*** Supplied data Section Begins ***

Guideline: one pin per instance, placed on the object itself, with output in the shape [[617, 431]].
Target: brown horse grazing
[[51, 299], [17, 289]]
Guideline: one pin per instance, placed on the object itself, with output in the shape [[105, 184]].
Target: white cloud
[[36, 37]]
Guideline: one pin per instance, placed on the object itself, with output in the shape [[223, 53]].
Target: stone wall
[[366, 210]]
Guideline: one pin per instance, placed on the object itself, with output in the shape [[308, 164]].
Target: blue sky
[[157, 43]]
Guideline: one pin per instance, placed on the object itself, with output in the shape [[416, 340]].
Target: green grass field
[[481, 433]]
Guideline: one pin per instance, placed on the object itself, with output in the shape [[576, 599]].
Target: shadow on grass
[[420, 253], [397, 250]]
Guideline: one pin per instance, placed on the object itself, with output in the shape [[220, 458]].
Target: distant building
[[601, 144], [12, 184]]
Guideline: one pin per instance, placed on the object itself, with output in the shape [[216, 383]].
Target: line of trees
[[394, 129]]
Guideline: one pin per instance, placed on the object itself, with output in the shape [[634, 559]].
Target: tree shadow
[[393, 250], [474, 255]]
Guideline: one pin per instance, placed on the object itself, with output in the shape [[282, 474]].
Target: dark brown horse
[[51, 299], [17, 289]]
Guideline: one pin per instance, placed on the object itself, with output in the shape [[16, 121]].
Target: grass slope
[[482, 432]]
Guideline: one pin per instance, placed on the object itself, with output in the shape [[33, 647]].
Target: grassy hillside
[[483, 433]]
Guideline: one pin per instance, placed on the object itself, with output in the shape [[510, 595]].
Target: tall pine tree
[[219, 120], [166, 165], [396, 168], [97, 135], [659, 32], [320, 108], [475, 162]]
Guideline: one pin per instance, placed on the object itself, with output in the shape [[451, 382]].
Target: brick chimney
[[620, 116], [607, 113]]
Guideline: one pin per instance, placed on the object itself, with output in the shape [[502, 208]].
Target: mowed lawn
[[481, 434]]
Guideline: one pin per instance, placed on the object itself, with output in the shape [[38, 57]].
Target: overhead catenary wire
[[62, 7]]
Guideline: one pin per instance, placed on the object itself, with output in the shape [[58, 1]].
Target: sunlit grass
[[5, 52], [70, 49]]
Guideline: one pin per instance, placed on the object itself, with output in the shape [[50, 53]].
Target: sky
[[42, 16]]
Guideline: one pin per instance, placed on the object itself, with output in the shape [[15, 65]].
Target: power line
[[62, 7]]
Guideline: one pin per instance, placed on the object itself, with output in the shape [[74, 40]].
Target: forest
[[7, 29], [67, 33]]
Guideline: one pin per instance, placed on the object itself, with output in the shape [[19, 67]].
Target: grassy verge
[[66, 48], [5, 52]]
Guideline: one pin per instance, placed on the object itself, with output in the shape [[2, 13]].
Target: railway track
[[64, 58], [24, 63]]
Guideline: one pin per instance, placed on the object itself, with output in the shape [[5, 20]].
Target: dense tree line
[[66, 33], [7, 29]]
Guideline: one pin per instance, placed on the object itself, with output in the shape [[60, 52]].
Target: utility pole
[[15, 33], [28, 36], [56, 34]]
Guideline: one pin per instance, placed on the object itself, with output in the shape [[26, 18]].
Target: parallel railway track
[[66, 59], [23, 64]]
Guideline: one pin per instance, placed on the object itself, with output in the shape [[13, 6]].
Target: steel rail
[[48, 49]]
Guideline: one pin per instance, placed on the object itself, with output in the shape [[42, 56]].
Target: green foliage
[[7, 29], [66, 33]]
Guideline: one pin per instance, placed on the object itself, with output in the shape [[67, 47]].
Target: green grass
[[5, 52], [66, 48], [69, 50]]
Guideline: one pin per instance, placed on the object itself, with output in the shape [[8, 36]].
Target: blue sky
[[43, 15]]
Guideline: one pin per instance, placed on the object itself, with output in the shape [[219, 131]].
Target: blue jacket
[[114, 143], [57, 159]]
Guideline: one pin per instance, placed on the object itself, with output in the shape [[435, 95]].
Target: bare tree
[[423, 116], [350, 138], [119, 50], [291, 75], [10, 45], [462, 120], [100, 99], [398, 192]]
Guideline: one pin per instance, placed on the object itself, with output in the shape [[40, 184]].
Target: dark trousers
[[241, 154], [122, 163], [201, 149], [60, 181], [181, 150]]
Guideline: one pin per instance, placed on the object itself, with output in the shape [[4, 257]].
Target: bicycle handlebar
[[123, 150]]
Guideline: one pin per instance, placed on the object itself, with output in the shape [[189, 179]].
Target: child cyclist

*** Supplied data Section Ends ***

** Work order **
Going line by line, repeat the whole listing exactly.

** Result for this exercise **
Guideline: one pin per instance, placed on the object itself, with output in the shape [[617, 431]].
Target: brown horse grazing
[[51, 299], [17, 289]]
Guideline: one pin per instance, placed on the object itself, with output in the shape [[105, 184]].
Target: white cloud
[[36, 37]]
Guideline: one pin per instance, placed on the object itself, with output in the shape [[223, 53]].
Target: stone wall
[[366, 210]]
Guideline: one pin per instance, placed on the object itself, with output in the shape [[308, 164]].
Target: blue sky
[[157, 43]]
Guideline: one pin per instance, placed on the object itself, with output in the shape [[416, 340]].
Target: green grass field
[[481, 433]]
Guideline: one pin per instance, placed on the object itself, with output in the shape [[576, 599]].
Target: shadow on grass
[[420, 253], [397, 250]]
Guideline: one pin per instance, placed on the object itself, with output in the shape [[220, 458]].
Target: distant building
[[601, 144], [12, 184]]
Guideline: one pin per instance, placed on the object itself, with output in the shape [[216, 383]].
Target: line of trees
[[394, 129]]
Guideline: one pin per instance, placed on the object itself, with output in the shape [[634, 559]].
Target: tree shadow
[[393, 250], [474, 255]]
Guideline: one pin per instance, placed on the object itself, with output in the shape [[282, 474]].
Target: dark brown horse
[[51, 299], [17, 289]]
Guideline: one pin per instance, placed on the object itself, with output in the shape [[16, 121]].
Target: grass slope
[[482, 432]]
Guideline: one pin per instance, placed on the object itself, with output in the shape [[33, 647]].
Target: grassy hillside
[[483, 433]]
Guideline: one pin per instance, placed on the object itself, with output in the shape [[510, 595]].
Target: tall pine tree
[[219, 120], [166, 165], [396, 168], [97, 135], [659, 32], [320, 108], [475, 162]]
Guideline: one pin per instance, placed on the object itself, with output in the shape [[451, 382]].
Target: brick chimney
[[620, 116], [607, 113]]
Guideline: one pin per instance, placed on the object itself, with output in the shape [[502, 208]].
Target: mowed lawn
[[481, 434]]
Guideline: one pin per instance, placed on the object itself, with output in the shape [[38, 57]].
Target: overhead catenary wire
[[62, 7]]
Guideline: one pin per instance, placed on the object itself, with output in the shape [[58, 1]].
Target: sunlit grass
[[5, 52], [70, 49]]
Guideline: one pin per instance, placed on the object itself, with output in the shape [[50, 53]].
Target: sky
[[42, 16]]
Guideline: one pin per instance, placed on the object itself, with output in the shape [[15, 65]].
Target: power line
[[62, 7]]
Guideline: one pin per instance, placed on the object itself, with output in the shape [[74, 40]].
Target: forest
[[7, 29], [67, 33]]
Guideline: one pin per instance, placed on the object itself, with output in the shape [[19, 67]].
Target: grassy verge
[[66, 48], [5, 52]]
Guideline: one pin per instance, placed on the object itself, with output in the shape [[2, 13]].
Target: railway track
[[64, 58], [24, 63]]
Guideline: one pin per instance, placed on the object itself, with output in the shape [[5, 20]].
Target: dense tree line
[[66, 33], [7, 29]]
Guideline: one pin per instance, placed on the object itself, with output in the shape [[60, 52]].
Target: utility pole
[[15, 33], [28, 36], [56, 34]]
Guideline: one pin per instance, placed on the object itself, with output in the shape [[26, 18]].
Target: parallel railway track
[[66, 59], [23, 64]]
Guideline: one pin per instance, placed on the object itself, with output in the shape [[13, 6]].
Target: steel rail
[[48, 49]]
Guideline: one pin per instance, placed on the object itself, with output in the shape [[42, 56]].
Target: green foliage
[[7, 29], [66, 33]]
Guideline: one pin per instance, placed on the object itself, with output in the shape [[67, 47]].
Target: green grass
[[5, 52], [66, 48], [69, 50]]
Guideline: one pin per instance, placed on the object itself, with output in the shape [[8, 36]].
Target: blue sky
[[43, 15]]
Guideline: one pin per instance, placed on the object itself, with output in the shape [[219, 131]].
Target: blue jacket
[[114, 143], [57, 159]]
Guideline: one pin per instance, placed on the object itself, with output in the shape [[435, 95]].
Target: bare tree
[[423, 116], [350, 138], [119, 50], [291, 75], [10, 45], [462, 120], [100, 99], [398, 192]]
Guideline: one pin per instance, placed on the object itself, with output in the shape [[40, 184]].
Target: dark trousers
[[241, 154], [122, 163], [201, 149], [60, 181], [181, 150]]
Guideline: one pin per instance, placed on the object itself, with output in the shape [[4, 257]].
Target: bicycle handlebar
[[123, 150]]
Guideline: one pin per instance, placed on the object itself, with output in the shape [[189, 179]].
Target: child cyclist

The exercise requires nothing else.